• _What the task asks_
Every entry below should be repeated exactly; the pictures should not.

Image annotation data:
★ ★ ★
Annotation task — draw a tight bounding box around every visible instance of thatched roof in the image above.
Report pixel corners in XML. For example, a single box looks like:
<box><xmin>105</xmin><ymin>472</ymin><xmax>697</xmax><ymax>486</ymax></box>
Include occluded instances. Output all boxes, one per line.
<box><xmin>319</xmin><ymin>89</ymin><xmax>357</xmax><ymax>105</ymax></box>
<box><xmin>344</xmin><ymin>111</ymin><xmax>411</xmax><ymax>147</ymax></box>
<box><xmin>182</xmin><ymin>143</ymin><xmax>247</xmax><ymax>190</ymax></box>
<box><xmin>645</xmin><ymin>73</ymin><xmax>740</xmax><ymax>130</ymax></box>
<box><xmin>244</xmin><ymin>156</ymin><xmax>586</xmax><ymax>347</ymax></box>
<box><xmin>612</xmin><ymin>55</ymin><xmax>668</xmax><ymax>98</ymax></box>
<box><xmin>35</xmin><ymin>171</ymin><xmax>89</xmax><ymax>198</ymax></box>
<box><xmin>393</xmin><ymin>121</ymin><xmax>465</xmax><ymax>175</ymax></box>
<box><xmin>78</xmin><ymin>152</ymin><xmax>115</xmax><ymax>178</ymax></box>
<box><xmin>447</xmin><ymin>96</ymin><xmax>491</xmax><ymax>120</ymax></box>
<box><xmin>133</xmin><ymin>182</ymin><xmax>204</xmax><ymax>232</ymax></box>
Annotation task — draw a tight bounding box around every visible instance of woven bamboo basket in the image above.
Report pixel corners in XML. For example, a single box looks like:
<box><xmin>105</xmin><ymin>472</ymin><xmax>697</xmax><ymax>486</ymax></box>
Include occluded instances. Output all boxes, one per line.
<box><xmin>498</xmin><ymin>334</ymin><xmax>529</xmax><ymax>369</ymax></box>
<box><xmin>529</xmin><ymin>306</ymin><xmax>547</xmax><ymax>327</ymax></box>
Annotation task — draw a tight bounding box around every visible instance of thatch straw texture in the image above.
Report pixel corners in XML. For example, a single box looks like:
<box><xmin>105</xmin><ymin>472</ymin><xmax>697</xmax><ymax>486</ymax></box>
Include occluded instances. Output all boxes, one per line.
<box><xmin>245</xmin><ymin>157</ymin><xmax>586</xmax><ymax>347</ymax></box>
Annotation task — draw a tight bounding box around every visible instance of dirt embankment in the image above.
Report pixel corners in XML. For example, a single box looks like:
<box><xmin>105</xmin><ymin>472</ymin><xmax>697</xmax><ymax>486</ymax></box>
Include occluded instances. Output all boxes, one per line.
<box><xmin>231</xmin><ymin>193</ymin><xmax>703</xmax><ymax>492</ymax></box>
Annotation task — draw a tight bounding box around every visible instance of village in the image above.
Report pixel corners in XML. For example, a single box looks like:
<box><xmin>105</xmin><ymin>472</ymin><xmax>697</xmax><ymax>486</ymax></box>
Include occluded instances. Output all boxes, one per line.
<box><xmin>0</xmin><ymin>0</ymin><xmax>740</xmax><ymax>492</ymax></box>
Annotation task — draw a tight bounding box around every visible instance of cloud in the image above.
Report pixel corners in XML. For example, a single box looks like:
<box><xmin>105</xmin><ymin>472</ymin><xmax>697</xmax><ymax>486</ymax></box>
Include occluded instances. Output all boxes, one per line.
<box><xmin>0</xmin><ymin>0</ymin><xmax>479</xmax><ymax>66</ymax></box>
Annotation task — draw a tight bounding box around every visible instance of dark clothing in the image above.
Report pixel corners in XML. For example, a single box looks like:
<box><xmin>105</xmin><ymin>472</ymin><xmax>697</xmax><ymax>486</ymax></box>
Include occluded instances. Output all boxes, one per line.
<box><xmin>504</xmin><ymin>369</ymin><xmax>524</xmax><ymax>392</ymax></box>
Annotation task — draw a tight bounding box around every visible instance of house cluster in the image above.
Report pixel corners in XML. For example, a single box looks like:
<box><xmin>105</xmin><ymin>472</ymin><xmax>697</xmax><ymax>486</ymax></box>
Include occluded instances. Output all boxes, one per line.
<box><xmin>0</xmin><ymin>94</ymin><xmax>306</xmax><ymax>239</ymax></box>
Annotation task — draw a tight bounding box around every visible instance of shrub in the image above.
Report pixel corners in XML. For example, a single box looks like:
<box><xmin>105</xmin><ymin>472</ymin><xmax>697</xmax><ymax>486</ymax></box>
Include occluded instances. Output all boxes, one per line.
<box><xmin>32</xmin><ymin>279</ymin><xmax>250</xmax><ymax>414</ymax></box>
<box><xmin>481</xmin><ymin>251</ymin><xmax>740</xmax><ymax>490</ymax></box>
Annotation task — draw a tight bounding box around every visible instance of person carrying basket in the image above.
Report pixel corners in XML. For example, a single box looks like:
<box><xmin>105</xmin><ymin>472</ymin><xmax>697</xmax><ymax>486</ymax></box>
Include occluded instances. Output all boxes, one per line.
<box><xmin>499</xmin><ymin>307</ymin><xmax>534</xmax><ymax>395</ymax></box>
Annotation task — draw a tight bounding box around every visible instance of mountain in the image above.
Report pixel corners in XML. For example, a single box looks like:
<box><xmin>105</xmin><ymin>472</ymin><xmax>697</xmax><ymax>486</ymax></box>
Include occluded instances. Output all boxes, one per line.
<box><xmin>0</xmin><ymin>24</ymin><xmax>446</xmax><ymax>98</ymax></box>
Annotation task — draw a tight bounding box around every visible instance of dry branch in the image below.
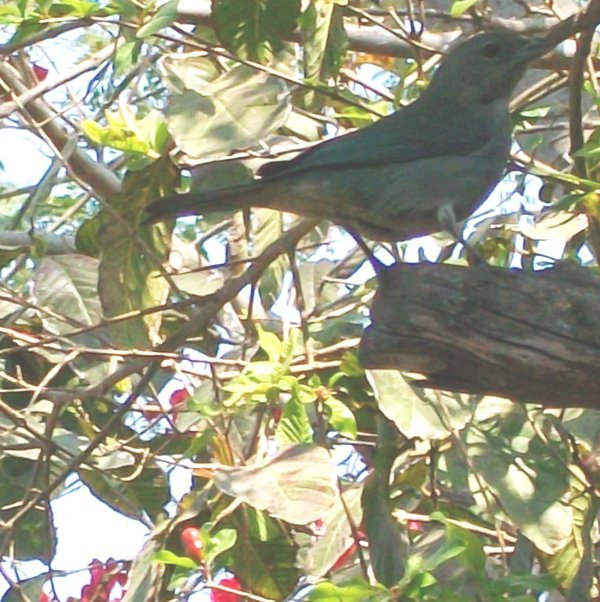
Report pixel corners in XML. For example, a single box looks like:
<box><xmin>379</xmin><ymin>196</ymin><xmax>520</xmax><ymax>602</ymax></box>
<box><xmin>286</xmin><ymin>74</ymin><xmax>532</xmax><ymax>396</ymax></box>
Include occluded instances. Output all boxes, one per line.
★ ★ ★
• _Solution_
Annotation task — draw a tight bounding box around every visible instance of thatched roof in the image above.
Report pixel corners in XML. For example, a single box looks like:
<box><xmin>105</xmin><ymin>472</ymin><xmax>697</xmax><ymax>486</ymax></box>
Include occluded instances. Output all boxes, one per line.
<box><xmin>319</xmin><ymin>89</ymin><xmax>357</xmax><ymax>105</ymax></box>
<box><xmin>344</xmin><ymin>111</ymin><xmax>411</xmax><ymax>147</ymax></box>
<box><xmin>182</xmin><ymin>143</ymin><xmax>247</xmax><ymax>190</ymax></box>
<box><xmin>645</xmin><ymin>73</ymin><xmax>740</xmax><ymax>130</ymax></box>
<box><xmin>244</xmin><ymin>156</ymin><xmax>586</xmax><ymax>347</ymax></box>
<box><xmin>612</xmin><ymin>55</ymin><xmax>668</xmax><ymax>98</ymax></box>
<box><xmin>35</xmin><ymin>171</ymin><xmax>89</xmax><ymax>198</ymax></box>
<box><xmin>393</xmin><ymin>121</ymin><xmax>465</xmax><ymax>175</ymax></box>
<box><xmin>78</xmin><ymin>152</ymin><xmax>115</xmax><ymax>178</ymax></box>
<box><xmin>447</xmin><ymin>96</ymin><xmax>491</xmax><ymax>120</ymax></box>
<box><xmin>133</xmin><ymin>182</ymin><xmax>204</xmax><ymax>232</ymax></box>
Annotation task — draw a tight bounding box around every visible instance of woven bamboo basket in the image above.
Report pixel corners in XML. For example, a single box looks like:
<box><xmin>105</xmin><ymin>472</ymin><xmax>697</xmax><ymax>486</ymax></box>
Include occluded instances. Output all boxes, one per line.
<box><xmin>498</xmin><ymin>334</ymin><xmax>529</xmax><ymax>369</ymax></box>
<box><xmin>529</xmin><ymin>306</ymin><xmax>547</xmax><ymax>327</ymax></box>
Annotation task — draw a tight bounding box around every visible instance of thatch straw texture in the image above.
Report pixel corners in XML. For example, a single box looks like:
<box><xmin>105</xmin><ymin>472</ymin><xmax>697</xmax><ymax>486</ymax></box>
Include occluded instances. Output all boxes, one per line.
<box><xmin>245</xmin><ymin>157</ymin><xmax>586</xmax><ymax>347</ymax></box>
Annotation task — draw a tight bounding box around every visible instance of dirt embankment in the image above.
Report pixel corners in XML. For example, a single box looks like:
<box><xmin>105</xmin><ymin>472</ymin><xmax>697</xmax><ymax>486</ymax></box>
Include occluded instances. Output all boxes, one per line.
<box><xmin>231</xmin><ymin>193</ymin><xmax>703</xmax><ymax>492</ymax></box>
Annotation task — draw a tight bounding box around every visible instance of village in the image above.
Report pixel corners in XML. For example, a single box looks like:
<box><xmin>105</xmin><ymin>472</ymin><xmax>697</xmax><ymax>486</ymax></box>
Include occluded instances. Output all boxes, one per line.
<box><xmin>0</xmin><ymin>0</ymin><xmax>740</xmax><ymax>492</ymax></box>
Annotation task — draw a tight bounding box around every visible instance of cloud in the image above.
Report pixel corners in XML. For example, a single box looks like:
<box><xmin>105</xmin><ymin>472</ymin><xmax>697</xmax><ymax>486</ymax></box>
Include occluded instances. Output all boxes, one per line.
<box><xmin>0</xmin><ymin>0</ymin><xmax>479</xmax><ymax>66</ymax></box>
Annotation task — draw a tight bounding box around every visible instance of dark clothing in the image above.
Report pixel corners in XML. For example, a single box looks like:
<box><xmin>105</xmin><ymin>472</ymin><xmax>697</xmax><ymax>486</ymax></box>
Include occluded instances. Output all boxes, one per line.
<box><xmin>504</xmin><ymin>369</ymin><xmax>524</xmax><ymax>392</ymax></box>
Annotation task — draw a tight bounding box around every visible instance of house cluster in the image above.
Report pixel corners in XML. For example, a single box looks like:
<box><xmin>105</xmin><ymin>472</ymin><xmax>697</xmax><ymax>486</ymax></box>
Include occluded instances. Output all boxes, one per line.
<box><xmin>0</xmin><ymin>94</ymin><xmax>306</xmax><ymax>239</ymax></box>
Annotation task — draw a tight bounding box around every visible instance of shrub in the image above.
Report pixel corners in XML. For example, a single box looks like:
<box><xmin>105</xmin><ymin>472</ymin><xmax>697</xmax><ymax>486</ymax></box>
Include occluded instances. Output all boxes, one per line.
<box><xmin>32</xmin><ymin>279</ymin><xmax>250</xmax><ymax>414</ymax></box>
<box><xmin>481</xmin><ymin>251</ymin><xmax>740</xmax><ymax>490</ymax></box>
Annotation task — draw a tight bounding box around every visible instance of person carrying basket in the image above.
Report pixel corners in XML. For example, a single box looks like:
<box><xmin>105</xmin><ymin>472</ymin><xmax>697</xmax><ymax>486</ymax></box>
Include occluded instances. Output all boxes, one per line.
<box><xmin>499</xmin><ymin>307</ymin><xmax>534</xmax><ymax>395</ymax></box>
Annotation task — draw a tight bounding box around every visible instance of mountain in the image above.
Report pixel corners in XML. For example, a single box looks like:
<box><xmin>105</xmin><ymin>472</ymin><xmax>697</xmax><ymax>486</ymax></box>
Include occluded instances. Output all boxes, one per line.
<box><xmin>0</xmin><ymin>24</ymin><xmax>446</xmax><ymax>98</ymax></box>
Annotation task — draw a tight bounding box around every visible instance of dry branch in the image below.
Report pixel corners in XML. For example, a single box looks like:
<box><xmin>379</xmin><ymin>196</ymin><xmax>520</xmax><ymax>602</ymax></box>
<box><xmin>286</xmin><ymin>74</ymin><xmax>532</xmax><ymax>396</ymax></box>
Include occluded instances. Output all boxes, one per line.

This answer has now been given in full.